Path: utzoo!utgpu!news-server.csri.toronto.edu!rpi!zaphod.mps.ohio-state.edu!cis.ohio-state.edu!sei.cmu.edu!fs7.ece.cmu.edu!o.gp.cs.cmu.edu!ram
From: ram+@cs.cmu.edu (Rob MacLachlan)
Newsgroups: comp.lang.lisp
Subject: Re: isqrt
Message-ID: <1991Jun13.003122.19863@cs.cmu.edu>
Date: 13 Jun 91 00:31:22 GMT
References: <676362388.61@egsgate.FidoNet.Org>
Sender: netnews@cs.cmu.edu (USENET News Group Software)
Organization: School of Computer Science, Carnegie Mellon
Lines: 77

I have done an evaluation this "isqrt" benchmark on CMU CL systems here at CMU.
I discovered that the results being computed were wrong due to bugs in
division.  After these problems had been solved, the times were significantly
longer than those reported Miles, but still much faster than those of
commercial implementations.  (generally 2-5x)

I'd like the remark about the apparent inconsistency of high CMU bignum
primitive performance v.s. poor performance on the built-in ISQRT.
Really there is no inconsistency.  The bignum implementation has consistently
*not* been tuned.  When we first got it running, it was already much faster
than the commercial implementations.

As to why CMU is faster, it's hard to say for sure.  It isn't algorithmic
cleverness; we implemented Knuth fairly directly.  My guess is that the biggest
factor is compiler technology: the CMU bignum code is written in Lisp using a
few extra primitives like 32 x 32 -> 64.  Unlike the memory-to-memory
operations described in the Lucid bignum paper, these are register-to-register
operations.  Python efficiently open-codes 32 bit integer operations (even
using the standard CL arithmetic/logic functions.)

In the case of division (which these benchmarks are intensive with), it is also
possible that we have implemented the 64 / 32 divide more efficiently.  This
must be done as an assembly routine, since neither MIPS nor SPARC have an
extended divide instruction.

**Listed entries**.
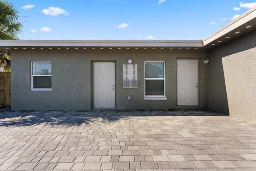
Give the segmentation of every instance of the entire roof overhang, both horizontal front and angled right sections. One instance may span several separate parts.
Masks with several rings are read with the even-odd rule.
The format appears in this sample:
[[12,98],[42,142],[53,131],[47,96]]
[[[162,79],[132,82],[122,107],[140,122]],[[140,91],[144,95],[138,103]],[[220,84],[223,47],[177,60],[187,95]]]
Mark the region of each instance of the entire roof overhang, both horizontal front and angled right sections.
[[204,40],[0,40],[13,50],[207,50],[256,29],[256,6]]

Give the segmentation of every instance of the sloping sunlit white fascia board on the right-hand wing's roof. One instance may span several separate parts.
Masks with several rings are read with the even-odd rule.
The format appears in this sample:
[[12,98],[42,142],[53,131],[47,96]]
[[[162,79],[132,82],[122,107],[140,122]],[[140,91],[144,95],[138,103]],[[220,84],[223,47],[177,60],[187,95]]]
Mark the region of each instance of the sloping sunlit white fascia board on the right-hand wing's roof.
[[254,19],[256,17],[256,6],[239,16],[238,18],[234,19],[232,22],[228,23],[226,26],[220,28],[218,31],[214,32],[207,38],[203,39],[204,46],[207,44],[210,44],[214,40],[217,40],[221,36],[224,36],[225,34],[231,32],[232,30],[238,28],[242,24],[245,24],[246,22],[249,22],[250,20]]

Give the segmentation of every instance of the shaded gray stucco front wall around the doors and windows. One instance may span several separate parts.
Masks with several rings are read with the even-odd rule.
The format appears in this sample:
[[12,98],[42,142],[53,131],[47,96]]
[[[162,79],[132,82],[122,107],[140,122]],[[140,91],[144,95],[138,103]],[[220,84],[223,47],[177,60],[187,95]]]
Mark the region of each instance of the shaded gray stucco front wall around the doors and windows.
[[[208,52],[200,50],[12,51],[12,109],[93,108],[93,62],[116,62],[116,109],[207,109]],[[138,65],[138,88],[123,88],[123,64]],[[199,106],[176,106],[176,60],[199,60]],[[31,62],[52,62],[52,91],[31,91]],[[166,62],[166,101],[144,100],[144,61]],[[131,100],[128,101],[128,95]]]

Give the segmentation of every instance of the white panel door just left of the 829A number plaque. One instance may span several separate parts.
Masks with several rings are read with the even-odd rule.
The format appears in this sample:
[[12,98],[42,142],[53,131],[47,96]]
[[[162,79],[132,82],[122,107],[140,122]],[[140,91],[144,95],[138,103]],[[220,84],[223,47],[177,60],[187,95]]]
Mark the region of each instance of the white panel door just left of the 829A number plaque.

**Directions for this task**. Carry on the Usenet post about CMU CL bignum performance, starting after its last sentence. The listing comes from a separate source and has no connection to the Usenet post.

**Exercise output**.
So what is the significance of this benchmark (and of bignum performance in
general)?  Well, that obviously depends on how much you use bignums.  These
sorts of large speedups for CMU are not seen for more conventional
"symbol-crunching" Lisp programs (20% is more common...)  But if you are
working on mathematical or scientific software, you will like CMU CL's dramatic
superiority in bignum and floating-point arithmetic.

The fact that CMU bignums are written in Lisp and are public domain also makes
it easy for people doing serious work with extended-precision arithmetic to
efficiently add any new primitives they need.

As you may have inferred from Miles's message, CMU CL is up on SUNOS Sparcs.
However, we are not ready to release it yet.  We will post to comp.lang.lisp.


Raw data:

The Lucid numbers were copied from the net.  The SparcStation 1+ numbers were
done at CMU using allegro 4.0.1.  Both CMU and Allegro numbers are elapsed
(real) time, not any sort of "CPU" time.

1000 digits

system\test	mid1	rec
ds5000 CMU	0.38	0.09
   "   Lucid	1.34	0.32
ds3100 CMU	0.56	0.14
   "   Lucid	2.34	0.55	
ss1+  CMU	0.77	0.27
   "  Allegro	1.65	0.38

3000 digits

system\test	mid1	rec
ds5000 CMU	3.39	0.69
   "   Lucid   13.7	2.70
ds3100 CMU	4.88	1.02
   "   Lucid   23.9	4.71
ss1+ CMU	5.37	1.15
   " Allegro   16.6	3.29

10000 digits

system\test	mid1	rec
ds5000 CMU	38.7	10.5
   "   Lucid   161	39.6
ds3100 CMU	56.9	16.6
   "   Lucid   284	69.5
ss1+  CMU	64.5	17.6
   "  Allegro  198	48.2

  Robert A. MacLachlan (ram@cs.cmu.edu)